> Assignment:
The lines from the start of the records through the one containing "point(226, 515)" are to be transcribed exactly, and nothing else.

> The input:
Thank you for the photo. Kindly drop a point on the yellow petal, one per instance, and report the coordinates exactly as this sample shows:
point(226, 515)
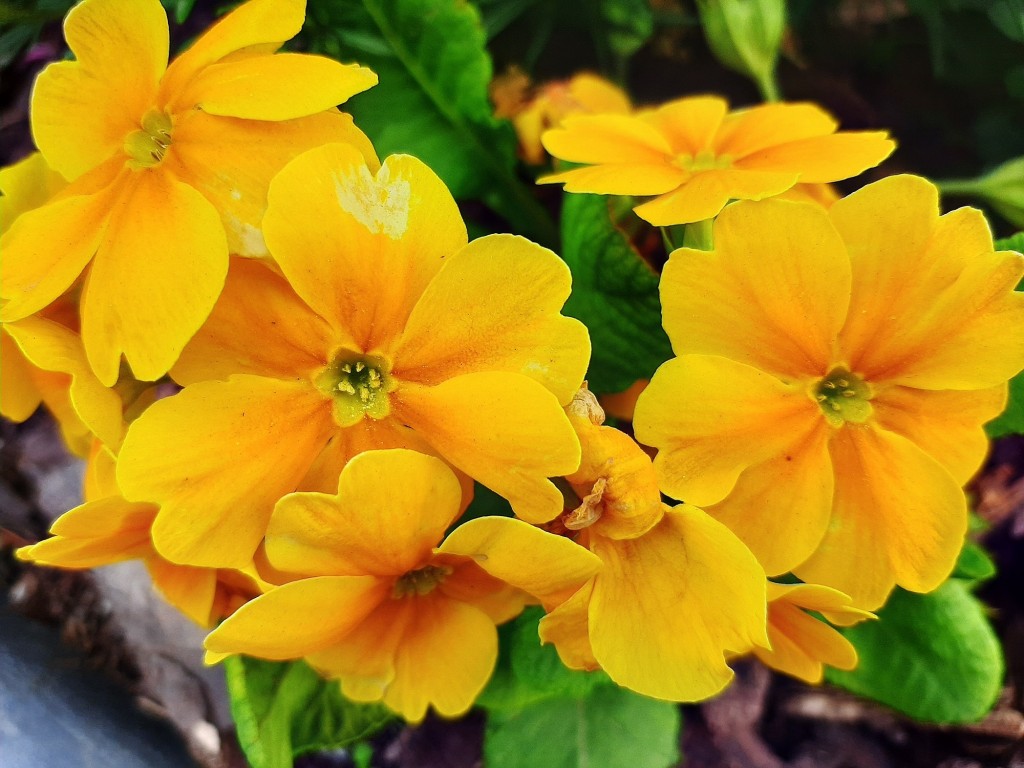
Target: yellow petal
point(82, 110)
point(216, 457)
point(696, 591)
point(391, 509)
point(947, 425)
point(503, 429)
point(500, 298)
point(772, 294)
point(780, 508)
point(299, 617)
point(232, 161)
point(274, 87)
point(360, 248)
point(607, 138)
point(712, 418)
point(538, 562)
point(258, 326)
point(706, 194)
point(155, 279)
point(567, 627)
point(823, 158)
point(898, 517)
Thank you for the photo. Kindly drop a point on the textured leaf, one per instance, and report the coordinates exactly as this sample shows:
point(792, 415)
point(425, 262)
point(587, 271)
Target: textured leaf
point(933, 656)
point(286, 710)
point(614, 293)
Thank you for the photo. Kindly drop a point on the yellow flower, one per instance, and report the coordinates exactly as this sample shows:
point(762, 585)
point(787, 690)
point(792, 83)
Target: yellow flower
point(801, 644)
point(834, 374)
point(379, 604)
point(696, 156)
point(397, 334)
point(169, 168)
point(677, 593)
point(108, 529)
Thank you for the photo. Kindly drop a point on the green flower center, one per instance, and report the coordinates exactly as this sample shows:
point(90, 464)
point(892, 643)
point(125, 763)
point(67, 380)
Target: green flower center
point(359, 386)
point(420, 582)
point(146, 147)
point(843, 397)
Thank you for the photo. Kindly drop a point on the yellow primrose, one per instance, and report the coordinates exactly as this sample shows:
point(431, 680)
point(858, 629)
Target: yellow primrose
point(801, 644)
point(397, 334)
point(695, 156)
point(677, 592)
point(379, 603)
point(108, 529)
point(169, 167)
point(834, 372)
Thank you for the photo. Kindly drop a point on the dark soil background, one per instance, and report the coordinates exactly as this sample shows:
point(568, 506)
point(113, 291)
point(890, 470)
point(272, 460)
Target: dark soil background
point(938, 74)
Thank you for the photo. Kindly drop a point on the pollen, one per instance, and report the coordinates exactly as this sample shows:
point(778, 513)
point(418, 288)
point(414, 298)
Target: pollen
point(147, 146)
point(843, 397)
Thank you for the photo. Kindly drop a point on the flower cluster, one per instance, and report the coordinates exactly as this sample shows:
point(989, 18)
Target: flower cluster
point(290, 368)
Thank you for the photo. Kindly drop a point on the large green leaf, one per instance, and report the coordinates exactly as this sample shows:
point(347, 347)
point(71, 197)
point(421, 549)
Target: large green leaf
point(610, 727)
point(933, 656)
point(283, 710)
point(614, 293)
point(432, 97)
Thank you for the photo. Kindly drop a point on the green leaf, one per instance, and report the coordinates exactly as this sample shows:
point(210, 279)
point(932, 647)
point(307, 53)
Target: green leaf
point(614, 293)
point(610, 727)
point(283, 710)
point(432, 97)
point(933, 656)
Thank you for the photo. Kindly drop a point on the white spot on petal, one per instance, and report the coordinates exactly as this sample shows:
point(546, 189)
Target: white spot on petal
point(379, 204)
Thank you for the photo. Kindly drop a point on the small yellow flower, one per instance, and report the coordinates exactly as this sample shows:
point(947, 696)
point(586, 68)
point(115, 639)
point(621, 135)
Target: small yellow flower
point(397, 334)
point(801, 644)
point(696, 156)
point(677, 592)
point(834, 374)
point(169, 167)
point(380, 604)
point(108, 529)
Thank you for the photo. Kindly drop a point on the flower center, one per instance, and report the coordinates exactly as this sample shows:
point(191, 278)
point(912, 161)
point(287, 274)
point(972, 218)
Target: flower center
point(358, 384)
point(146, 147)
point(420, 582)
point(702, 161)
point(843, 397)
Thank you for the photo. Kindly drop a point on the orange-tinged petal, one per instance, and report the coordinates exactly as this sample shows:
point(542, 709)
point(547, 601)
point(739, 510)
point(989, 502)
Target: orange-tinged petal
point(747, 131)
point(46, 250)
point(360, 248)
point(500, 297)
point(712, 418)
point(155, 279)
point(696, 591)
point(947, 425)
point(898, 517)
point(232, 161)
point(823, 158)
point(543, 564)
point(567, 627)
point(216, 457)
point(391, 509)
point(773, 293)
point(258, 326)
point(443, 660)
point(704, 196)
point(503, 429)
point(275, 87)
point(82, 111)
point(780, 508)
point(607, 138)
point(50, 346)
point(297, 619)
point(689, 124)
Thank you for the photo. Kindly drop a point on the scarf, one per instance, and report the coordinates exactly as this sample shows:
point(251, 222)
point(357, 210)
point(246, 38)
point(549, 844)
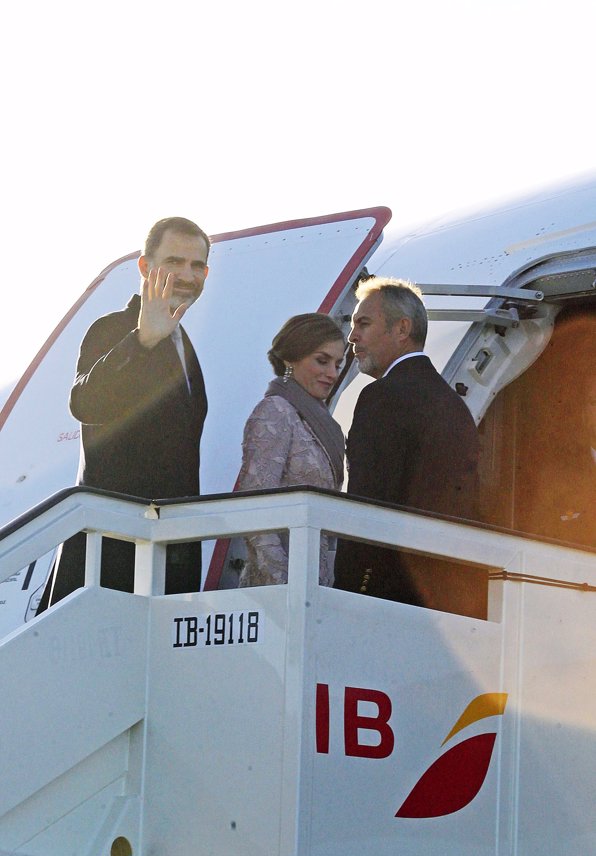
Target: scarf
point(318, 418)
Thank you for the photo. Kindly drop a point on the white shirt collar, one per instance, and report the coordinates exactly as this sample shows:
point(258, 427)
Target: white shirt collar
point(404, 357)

> Task output:
Thank you for the photo. Kindly drop a point on the yellow petal, one per instance, and report the coordinates exactly as this sample shows:
point(226, 515)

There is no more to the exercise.